위치 지정 기록

= = =

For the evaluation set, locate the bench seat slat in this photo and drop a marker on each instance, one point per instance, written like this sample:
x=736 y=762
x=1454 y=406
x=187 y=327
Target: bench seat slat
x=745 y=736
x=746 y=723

= = =

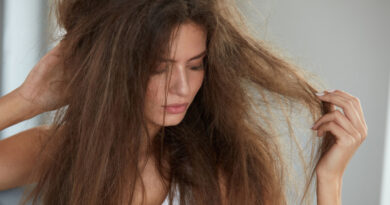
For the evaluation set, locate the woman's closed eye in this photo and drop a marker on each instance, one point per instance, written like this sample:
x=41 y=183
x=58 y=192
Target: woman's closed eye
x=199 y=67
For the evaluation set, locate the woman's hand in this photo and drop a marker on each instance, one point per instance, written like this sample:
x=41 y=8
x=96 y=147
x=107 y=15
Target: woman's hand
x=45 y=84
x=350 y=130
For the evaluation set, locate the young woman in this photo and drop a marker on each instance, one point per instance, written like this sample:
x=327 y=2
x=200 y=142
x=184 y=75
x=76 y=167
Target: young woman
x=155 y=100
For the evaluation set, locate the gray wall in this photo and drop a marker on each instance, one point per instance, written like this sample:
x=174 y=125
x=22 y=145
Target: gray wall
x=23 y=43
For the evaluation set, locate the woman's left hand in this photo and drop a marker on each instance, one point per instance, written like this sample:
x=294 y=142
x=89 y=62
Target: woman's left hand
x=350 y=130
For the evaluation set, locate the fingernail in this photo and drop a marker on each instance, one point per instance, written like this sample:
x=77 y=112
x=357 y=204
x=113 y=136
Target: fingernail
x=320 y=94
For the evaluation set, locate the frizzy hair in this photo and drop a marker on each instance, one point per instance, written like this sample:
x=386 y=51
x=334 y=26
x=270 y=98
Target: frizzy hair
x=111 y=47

= = =

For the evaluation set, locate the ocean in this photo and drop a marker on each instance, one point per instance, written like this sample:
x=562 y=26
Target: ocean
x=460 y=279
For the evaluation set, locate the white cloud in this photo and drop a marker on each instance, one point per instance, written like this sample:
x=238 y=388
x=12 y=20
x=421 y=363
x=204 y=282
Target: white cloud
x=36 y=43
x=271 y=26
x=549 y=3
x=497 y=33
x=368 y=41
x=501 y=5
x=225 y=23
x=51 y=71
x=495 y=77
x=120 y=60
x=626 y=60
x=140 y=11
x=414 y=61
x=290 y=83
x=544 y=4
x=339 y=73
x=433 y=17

= = =

해야 할 일:
위 기록에서 "wall"라는 단어가 들어 있는 줄을 모두 찾아 한 줄도 빠짐없이 옮겨 적으세요.

문제 정답:
For the evaluation set, locate the gray wall in this photo and drop a marker on each instance, one point per instance, written like this sample:
Target: gray wall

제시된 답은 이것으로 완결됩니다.